*THE RECORDS*
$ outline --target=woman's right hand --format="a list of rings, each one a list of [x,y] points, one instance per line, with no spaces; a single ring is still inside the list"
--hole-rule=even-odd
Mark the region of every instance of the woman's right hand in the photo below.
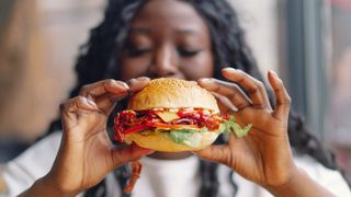
[[[117,149],[106,134],[107,117],[116,102],[141,90],[148,82],[148,78],[132,79],[129,85],[104,80],[83,86],[78,96],[64,102],[60,105],[60,148],[50,172],[37,185],[50,189],[52,194],[55,189],[60,196],[73,196],[98,184],[123,163],[151,153],[135,144]],[[31,194],[31,188],[27,192]]]

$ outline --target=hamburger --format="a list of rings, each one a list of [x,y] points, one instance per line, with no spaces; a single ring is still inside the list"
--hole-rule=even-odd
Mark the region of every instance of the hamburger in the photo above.
[[[114,138],[155,151],[193,151],[208,147],[222,132],[241,137],[250,127],[220,115],[216,99],[196,82],[161,78],[129,97],[127,109],[114,118]]]

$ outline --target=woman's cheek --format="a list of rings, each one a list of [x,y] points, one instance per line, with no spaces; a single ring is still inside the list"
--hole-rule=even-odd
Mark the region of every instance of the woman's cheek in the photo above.
[[[138,58],[123,58],[122,60],[122,80],[126,81],[132,78],[146,76],[149,69],[150,58],[138,57]]]

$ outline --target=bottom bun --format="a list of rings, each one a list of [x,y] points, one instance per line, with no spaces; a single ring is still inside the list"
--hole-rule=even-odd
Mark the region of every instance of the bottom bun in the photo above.
[[[176,143],[168,132],[156,134],[151,132],[147,136],[140,135],[140,132],[135,132],[127,135],[125,141],[132,143],[134,141],[139,147],[151,149],[155,151],[162,152],[181,152],[181,151],[194,151],[201,150],[211,146],[218,137],[217,131],[199,132],[201,136],[200,143],[197,146],[188,146],[183,143]]]

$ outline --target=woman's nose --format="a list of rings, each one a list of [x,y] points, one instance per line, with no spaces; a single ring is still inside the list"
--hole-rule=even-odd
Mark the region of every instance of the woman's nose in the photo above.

*TASK BRIEF*
Reproduce every one of the lines above word for word, but leave out the picture.

*FINAL ANSWER*
$ outline --target=woman's right hand --format="a list of rings, each one a list of [x,y] points, one instance per line, with no spaces; a single ring is still inside the list"
--hole-rule=even-odd
Mark the region of every instance of the woman's right hand in the photo below.
[[[117,149],[106,134],[107,117],[116,102],[141,90],[148,82],[148,78],[132,79],[129,85],[104,80],[83,86],[78,96],[64,102],[60,105],[60,148],[50,172],[37,185],[50,189],[52,194],[55,189],[60,196],[73,196],[98,184],[123,163],[151,153],[135,144]],[[31,194],[31,188],[27,192]]]

$ outline --target=hamburger --format="a list of rings, each one a list of [x,y] points, one instance per line, with no spaces; a single ring is still inside the list"
--hole-rule=even-odd
Mark the region of every instance of the hamburger in the photo above.
[[[114,138],[155,151],[193,151],[208,147],[222,132],[241,137],[250,127],[220,115],[216,99],[196,82],[161,78],[129,97],[127,109],[114,118]]]

$ outline --target=woman's cheek --format="a list of rings, each one a list of [x,y] points, one instance per line, with no spaces; a single ring is still inside the list"
--hole-rule=even-odd
Mark the region of every instance of the woman's cheek in the photo above.
[[[138,58],[123,58],[122,60],[122,80],[126,81],[132,78],[146,76],[149,69],[150,58],[138,57]]]

$ outline --target=bottom bun --format="a list of rings, each one a list of [x,y] points, one instance per line, with no spaces; a single ring is still inside the list"
--hole-rule=even-odd
Mark the region of every instance of the bottom bun in the photo above.
[[[176,143],[168,132],[156,134],[151,132],[147,136],[140,135],[140,132],[135,132],[127,135],[125,141],[132,143],[134,141],[139,147],[151,149],[155,151],[162,152],[181,152],[181,151],[194,151],[201,150],[211,146],[218,137],[217,131],[199,132],[201,136],[200,143],[197,146],[188,146],[183,143]]]

$ outline --target=woman's nose --format="a list of rings, each one a list of [x,y] points, one instance per line, with no spaces; a single ring is still inside the list"
--hole-rule=even-odd
Mark the region of every instance of the woman's nose in the photo above.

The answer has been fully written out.